▶ **CONSEGNE**
a – Secondo il brano sulle Cornate di Gerfalco, quale altezza raggiunge questo massiccio calcareo?
b – Prosegui il brano sulle Cornate di Gerfalco dopo la sua ultima frase.

▶ **BRANO PROPOSTO**
━━━━━━━━━━━━━━━━━━━━━━━━━━━━━━
Il nostro viaggio prosegue al confine fra le province di Siena e Grosseto, su per le Cornate di Gerfalco, dove la natura si svela in tutto il suo fascino. Con i suoi 1.060 metri, questo massiccio calcareo domina gran parte della Toscana centrale, dando la possibilità di scorgere la città di Siena e il Monte Amiata. Sul lato opposto, il paesaggio del mar Tirreno dove, in giornate limpide, sarà facile distinguere le isole dell'Arcipelago e la Corsica. Situato al centro della Riserva Naturale Cornate Fusini, questo rilievo montuoso costituisce un vero e proprio paradiso ambientale, in cui piccoli arbusti, praterie e foreste di cerri, castagni e lecci sfidano le pareti rocciose, ricoprendole parzialmente.
━━━━━━━━━━━━━━━━━━━━━━━━━━━━━━
▶ **DATI FORNITI**
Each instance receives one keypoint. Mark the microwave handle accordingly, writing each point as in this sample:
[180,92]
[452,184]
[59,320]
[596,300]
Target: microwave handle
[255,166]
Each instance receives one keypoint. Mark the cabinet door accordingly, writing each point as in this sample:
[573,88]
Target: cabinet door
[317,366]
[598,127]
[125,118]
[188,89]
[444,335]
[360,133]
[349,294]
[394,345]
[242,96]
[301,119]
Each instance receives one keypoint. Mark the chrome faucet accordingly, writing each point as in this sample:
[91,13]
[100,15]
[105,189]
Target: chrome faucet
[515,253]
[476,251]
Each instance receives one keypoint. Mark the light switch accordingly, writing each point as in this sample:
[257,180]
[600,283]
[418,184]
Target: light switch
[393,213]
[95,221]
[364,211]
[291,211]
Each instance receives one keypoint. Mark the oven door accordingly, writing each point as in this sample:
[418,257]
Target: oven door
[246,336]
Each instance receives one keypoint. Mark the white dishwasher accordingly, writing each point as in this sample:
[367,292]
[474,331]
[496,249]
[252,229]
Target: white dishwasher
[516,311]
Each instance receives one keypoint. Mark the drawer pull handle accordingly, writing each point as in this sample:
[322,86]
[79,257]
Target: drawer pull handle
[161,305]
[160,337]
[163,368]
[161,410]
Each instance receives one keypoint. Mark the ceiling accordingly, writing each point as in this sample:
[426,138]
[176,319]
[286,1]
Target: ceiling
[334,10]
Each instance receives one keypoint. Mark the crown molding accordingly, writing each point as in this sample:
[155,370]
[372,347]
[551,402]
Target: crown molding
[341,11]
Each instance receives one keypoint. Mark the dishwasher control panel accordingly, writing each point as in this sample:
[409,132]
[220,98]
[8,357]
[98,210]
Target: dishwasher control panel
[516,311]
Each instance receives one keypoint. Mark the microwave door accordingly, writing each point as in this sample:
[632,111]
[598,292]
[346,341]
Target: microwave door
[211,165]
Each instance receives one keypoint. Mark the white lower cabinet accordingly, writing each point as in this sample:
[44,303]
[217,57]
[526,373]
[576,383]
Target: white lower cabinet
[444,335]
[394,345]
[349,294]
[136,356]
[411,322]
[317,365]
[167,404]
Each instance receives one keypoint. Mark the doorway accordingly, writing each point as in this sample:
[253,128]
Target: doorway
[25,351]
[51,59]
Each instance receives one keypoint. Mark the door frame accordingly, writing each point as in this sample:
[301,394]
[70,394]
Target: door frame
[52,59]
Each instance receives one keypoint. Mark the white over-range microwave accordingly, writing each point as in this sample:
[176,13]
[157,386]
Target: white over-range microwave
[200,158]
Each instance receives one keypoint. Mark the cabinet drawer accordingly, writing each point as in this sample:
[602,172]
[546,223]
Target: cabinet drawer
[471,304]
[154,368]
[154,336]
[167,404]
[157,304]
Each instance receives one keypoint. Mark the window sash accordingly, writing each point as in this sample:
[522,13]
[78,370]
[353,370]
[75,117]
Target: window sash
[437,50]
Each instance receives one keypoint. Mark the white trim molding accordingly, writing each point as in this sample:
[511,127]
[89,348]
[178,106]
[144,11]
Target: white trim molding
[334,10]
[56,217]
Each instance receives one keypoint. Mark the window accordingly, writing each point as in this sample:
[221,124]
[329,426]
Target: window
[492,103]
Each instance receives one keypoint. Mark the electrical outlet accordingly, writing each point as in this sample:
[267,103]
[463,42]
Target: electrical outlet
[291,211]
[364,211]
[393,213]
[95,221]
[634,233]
━━━━━━━━━━━━━━━━━━━━━━━━━━━━━━
▶ **SOLUZIONI ATTESE**
a – 1.060 metri.

b –
Il punto partenza del nostro percorso è Gerfalco, l'antico borgo di minatori alle pendici del monte. In prossimità della Colonia Montana Santa Maria, un evidente cartello di segnalazione ci condurrà su un tracciato pietroso lungo il crinale esposto a sud-est. Proseguiamo da qui in leggera salita per circa tre chilometri, osservando i boschi di lecci e la tipica flora delle Cornate, fino a giungere quasi in prossimità della cima. Attraversiamo boschetti di conifere per raggiungere uno dei punti più alti, dove avremo modo di incontrare uno dei primi Cairn, curiosi coni di pietra impilati a secco, ampiamente sparpagliati sulle Cornate. Cominciamo a questo punto la ripida discesa lungo il versante ovest per arrivare, dopo poco più di un chilometro, alla Cava di rosso ammonitico, il marmo rosso utilizzato per gli abbellimenti del Duomo di Siena. Proseguiamo la discesa lungo il tracciato, che da qui si fa meno impervio, ignorando l'incrocio con il sentiero nr 11, detto Viottolo dei Selciani. Giunti a Campo delle Rose, nei pressi della Cava di Romano, una vecchia cava di calcare massiccio, ci incammineremo per un tratto pianeggiante lungo la strada di ghiaia bianca. Questa, ci farà passare nei pressi della graziosa Cappella dell'Avveduta. Superato l'edificio, imbocchiamo, dopo circa 300 metri, una stradina sulla sinistra che ci condurrà nuovamente sul sentiero che abbiamo percorso in precedenza dal borgo. Giunti all'incrocio, svoltiamo a destra e proseguiamo lungo il viottolo per ritornare al punto di partenza.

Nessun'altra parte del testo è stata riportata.